Your instructions: Rewrite all the records below, swapping every "photo" for "image" and leaving everything else unchanged. Omit the pictures from your copy.

Dataset records:
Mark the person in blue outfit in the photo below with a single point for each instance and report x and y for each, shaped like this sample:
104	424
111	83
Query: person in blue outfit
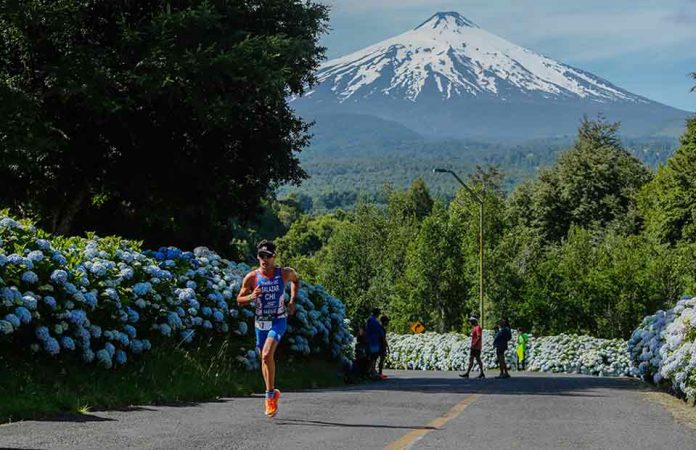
265	288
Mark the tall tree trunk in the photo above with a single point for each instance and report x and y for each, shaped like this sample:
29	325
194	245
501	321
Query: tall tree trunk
68	213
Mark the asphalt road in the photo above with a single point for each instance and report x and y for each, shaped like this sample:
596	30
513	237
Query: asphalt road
435	410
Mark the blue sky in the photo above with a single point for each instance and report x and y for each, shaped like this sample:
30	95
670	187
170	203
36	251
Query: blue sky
647	47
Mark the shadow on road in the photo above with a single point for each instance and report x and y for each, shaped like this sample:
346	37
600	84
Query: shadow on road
319	423
518	384
76	418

Response to the exercise:
Mark the person in blue outfit in the image below with a single point for each instance and report x and y for each, shaped like this sample:
104	424
111	83
Query: person in blue outfit
265	288
Mark the tall tree trunk in the image above with a single point for each instance and report x and y for each, shaped like this sample:
29	325
194	245
501	321
Query: tall tree trunk
68	213
Mark the asphalt road in the image above with a single point for each instance and report x and y for each, shaped like this sample:
596	30
513	237
Query: asphalt road
435	410
Mark the blue sky in the image above with a single point for each instance and report x and y for each, shaped like this sample:
30	95
670	187
170	203
36	251
Query: blue sky
647	47
Mark the shadow on road in the image above with a single point for each instance and report x and y for each, shaped like this sample:
346	37
600	84
Query: shadow on road
319	423
518	384
76	418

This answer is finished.